Volcanic mountains and hills in California, United States

The Nine Sisters or the Morros or Seven Sisters are a chain of twenty-three, although typically only nine or seven are included, volcanic mountains and hills in western San Luis Obispo County on the Central Coast of California. They run between Morro Bay and San Luis Obispo.

==Geography==
The peaks were created more than 20 million years ago during the Miocene Epoch of the Neogene Period, as volcanic plugs of magma which welled up and solidified inside softer rock which has since eroded away. Every plug, with the exception of just two, formed in a nearly straight line.

Two of the plugs are in Morro Bay State Park. The highest is Bishop Peak at 1559 ft.

===Peaks===
The peaks in order from Morro Bay to San Luis Obispo, including their height, a sortable table.

§ **DATA EXTRACT**:

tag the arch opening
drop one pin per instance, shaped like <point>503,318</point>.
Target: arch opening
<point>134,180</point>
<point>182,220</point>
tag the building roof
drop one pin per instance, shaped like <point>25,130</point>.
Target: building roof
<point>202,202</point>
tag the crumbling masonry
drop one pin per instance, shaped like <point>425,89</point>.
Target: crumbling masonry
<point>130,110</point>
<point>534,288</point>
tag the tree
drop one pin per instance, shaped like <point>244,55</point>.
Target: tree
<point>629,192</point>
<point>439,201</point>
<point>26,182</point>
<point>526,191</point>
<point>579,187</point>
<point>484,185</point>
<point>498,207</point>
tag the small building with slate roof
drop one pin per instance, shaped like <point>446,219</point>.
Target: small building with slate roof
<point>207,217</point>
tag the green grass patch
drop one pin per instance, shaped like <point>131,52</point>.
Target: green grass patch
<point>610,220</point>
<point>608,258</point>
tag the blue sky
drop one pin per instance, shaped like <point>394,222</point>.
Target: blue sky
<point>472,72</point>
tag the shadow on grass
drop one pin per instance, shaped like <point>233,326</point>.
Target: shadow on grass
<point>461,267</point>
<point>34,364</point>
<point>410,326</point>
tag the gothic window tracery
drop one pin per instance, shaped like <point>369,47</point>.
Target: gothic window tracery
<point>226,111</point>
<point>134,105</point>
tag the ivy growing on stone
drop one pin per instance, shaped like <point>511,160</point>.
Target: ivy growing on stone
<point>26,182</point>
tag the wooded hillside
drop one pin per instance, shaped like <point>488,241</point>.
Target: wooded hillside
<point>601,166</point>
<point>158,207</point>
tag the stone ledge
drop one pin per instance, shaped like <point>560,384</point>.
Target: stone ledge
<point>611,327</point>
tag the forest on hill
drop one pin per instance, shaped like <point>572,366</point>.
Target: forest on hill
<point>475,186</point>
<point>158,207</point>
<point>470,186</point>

* * *

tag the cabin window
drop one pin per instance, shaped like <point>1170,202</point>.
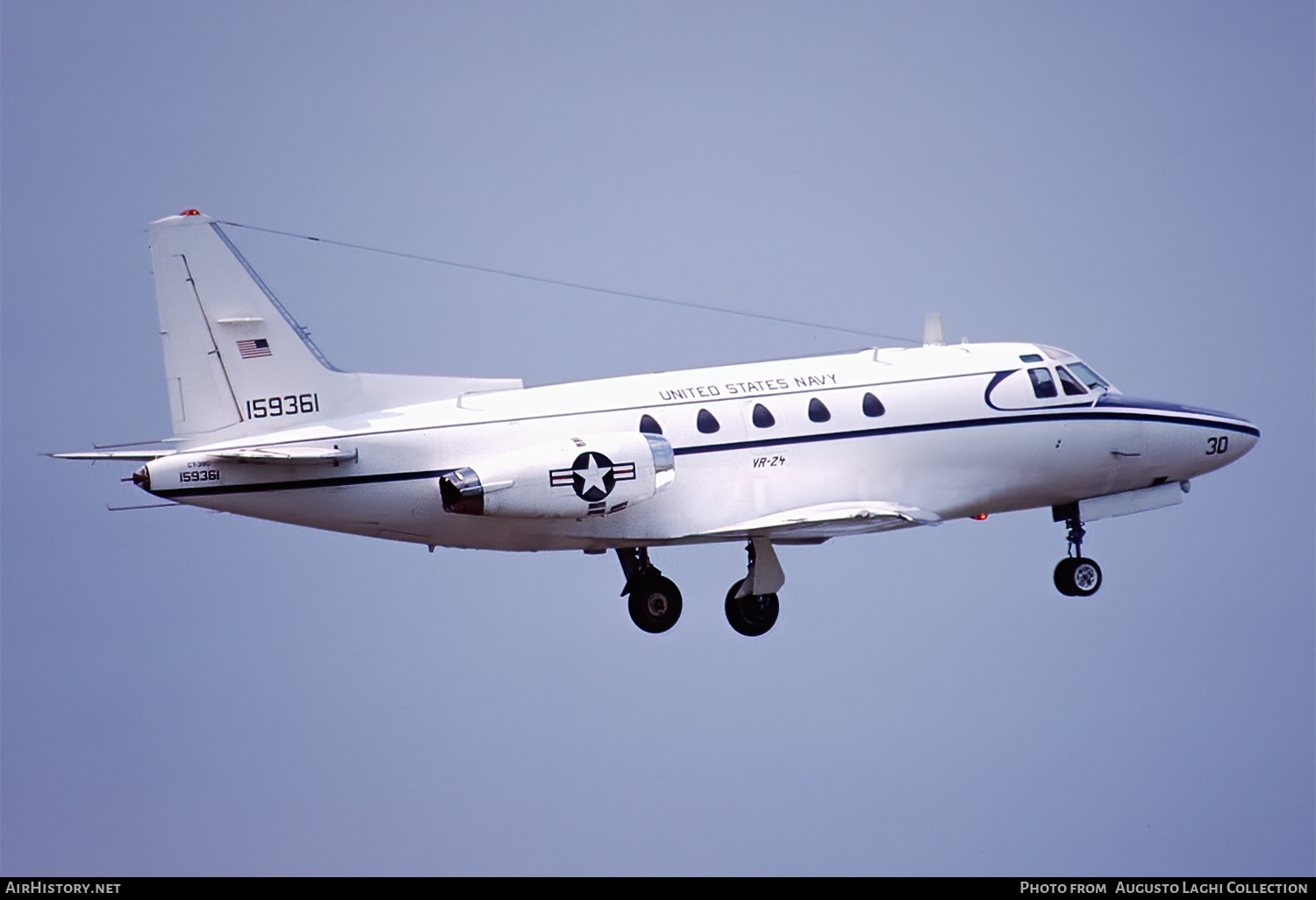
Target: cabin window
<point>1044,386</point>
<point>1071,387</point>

§ **WRITTEN EXERCISE A**:
Reproduce the Nine Sisters passage from "Two of the plugs" to "a sortable table.".
§ **WRITTEN EXERCISE B**:
Write the next part of the passage on the Nine Sisters peaks, picking up after its last sentence.

§ **RESPONSE A**:
Two of the plugs are in Morro Bay State Park. The highest is Bishop Peak at 1559 ft.

===Peaks===
The peaks in order from Morro Bay to San Luis Obispo, including their height, a sortable table.

§ **RESPONSE B**:
| Name | Height ft (m) |
|---|---|
| Morro Rock | 576 (176) |
| Black Hill | 665 (203) |
| Cerro Cabrillo | 911 (278) |
| Hollister Peak | 1,404 (428) |
| Cerro Romauldo | 1,306 (398) |
| Chumash Peak | 1,257 (383) |
| Bishop Peak | 1,559 (475) |
| Cerro San Luis Obispo | 1,292 (394) |
| Islay Hill | 775 (236) |

== Geology ==
The Nine Sisters are a chain of volcanic plugs composed predominantly of dacite. About 20 to 25 million years ago, magma welled up underneath a layer of softer rock and solidified. The softer overlying rock has since eroded away, leaving a distinct rugged shape.

==Features==
The Nine Sisters, being less accessible to human intrusions, support a wide variety of Coastal sage scrub and California oak woodlands flora, and of birds and other fauna.

Their volcanic origin makes them of significant geological interest. They are popular with photographers and rock climbers.